Instructions to follow
All of the lines below should be copied word for word.

Extracted information
☆ ☆ ☆ ☆ ☆ ☆ ☆
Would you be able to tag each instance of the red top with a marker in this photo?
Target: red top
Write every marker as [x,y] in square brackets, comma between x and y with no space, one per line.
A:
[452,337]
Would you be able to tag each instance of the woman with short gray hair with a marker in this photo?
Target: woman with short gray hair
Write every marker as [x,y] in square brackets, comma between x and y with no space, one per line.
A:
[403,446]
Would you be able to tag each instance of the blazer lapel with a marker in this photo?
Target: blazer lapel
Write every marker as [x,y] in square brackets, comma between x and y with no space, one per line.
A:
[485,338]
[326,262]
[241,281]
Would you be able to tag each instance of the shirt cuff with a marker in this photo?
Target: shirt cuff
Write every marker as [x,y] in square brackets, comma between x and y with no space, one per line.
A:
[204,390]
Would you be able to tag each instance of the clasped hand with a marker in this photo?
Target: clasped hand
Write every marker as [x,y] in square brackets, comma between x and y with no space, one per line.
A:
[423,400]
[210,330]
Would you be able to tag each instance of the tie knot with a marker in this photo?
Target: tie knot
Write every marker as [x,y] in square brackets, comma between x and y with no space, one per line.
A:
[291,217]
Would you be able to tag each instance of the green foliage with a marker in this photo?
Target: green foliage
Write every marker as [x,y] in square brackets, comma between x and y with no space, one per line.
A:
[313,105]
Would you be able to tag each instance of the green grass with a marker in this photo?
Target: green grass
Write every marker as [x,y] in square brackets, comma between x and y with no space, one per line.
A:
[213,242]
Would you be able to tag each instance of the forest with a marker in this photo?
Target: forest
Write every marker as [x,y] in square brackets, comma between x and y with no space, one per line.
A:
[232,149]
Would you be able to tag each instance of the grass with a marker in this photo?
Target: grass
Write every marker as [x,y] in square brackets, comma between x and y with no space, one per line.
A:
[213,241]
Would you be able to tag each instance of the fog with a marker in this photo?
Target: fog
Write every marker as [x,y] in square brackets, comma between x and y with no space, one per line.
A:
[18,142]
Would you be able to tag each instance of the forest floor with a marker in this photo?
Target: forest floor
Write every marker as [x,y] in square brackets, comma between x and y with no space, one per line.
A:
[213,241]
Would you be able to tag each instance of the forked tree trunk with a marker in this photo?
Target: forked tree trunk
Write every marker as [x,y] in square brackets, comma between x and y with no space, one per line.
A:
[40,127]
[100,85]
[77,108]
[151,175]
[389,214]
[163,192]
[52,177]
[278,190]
☆ ☆ ☆ ☆ ☆ ☆ ☆
Written reply
Would you be able to tag each instance of the red top with a marker in this photo?
Target: red top
Write every marker as [x,y] in square brackets, comma between x and y with no space, one per line.
A:
[452,337]
Would you be able to tag each instance of the woman with short gray hair with a marker in this photo?
Target: woman with short gray hair
Write every marker as [x,y] in square brackets, comma between x and y with no space, one per line.
A:
[403,446]
Would you be able to tag each instance of the blazer lapel with a marker in this photo?
Target: blazer lapel
Write every marker as [x,y] in square brackets, comma between x and y with no space, one per line.
A:
[485,338]
[326,262]
[241,281]
Would you be able to tag each instance of the shirt cuff with a marker in this photo?
Target: shirt cuff
Write every marker as [x,y] in square brackets, comma between x and y with no space, one per line.
A:
[204,390]
Would you be able to tag each instance of the clasped hand with a marker in this photo?
Target: clasped hand
Write every marker as [x,y] in square brackets, comma between x and y with no space, one per line.
A:
[423,400]
[210,330]
Would you be able to tag each instance of the tie knot with a marker in this photo?
Target: tie knot
Write every marker as [x,y] in square brackets, comma between x and y with no space, one per line.
A:
[291,217]
Would you be able to tag each instance of the green foliage with a marker in this photo?
Target: green foliage
Write every marker as [x,y] in square brackets, comma between x and y with no space, one per line.
A:
[313,105]
Would you be able to tag each instance of the green grass with a marker in this photo?
Target: green grass
Write every marker as [x,y] in square brackets, comma between x and y with no space, one per line.
A:
[213,242]
Would you be able to tag each instance of the forest with a marker in this photo?
Target: forest
Write every marker as [x,y] in square brackets, comma between x and y with no space, one per line.
A:
[232,149]
Would you be able to tag each instance of the grass with a marker in this photo?
Target: grass
Write every marker as [x,y] in square brackets, comma between x and y with no space, one per line.
A:
[213,241]
Would you be able to tag each instance of the fog with a marker in this photo?
Target: fog
Write every marker as [x,y] in square brackets, comma between x and y with no space, one per line.
A:
[18,142]
Would you be able to tag each instance of the forest floor with a marker in this photo?
Target: forest floor
Write every marker as [x,y] in square brackets, comma between x and y with no space, one per line.
A:
[213,241]
Would you be able to tag each instance of the forked tree trunk with a marker in this photo?
Target: forked tree trunk
Write every marker as [x,y] in square brackets, comma between x and y with no space, one per line.
A:
[40,127]
[100,85]
[77,108]
[151,175]
[389,214]
[163,192]
[52,177]
[278,190]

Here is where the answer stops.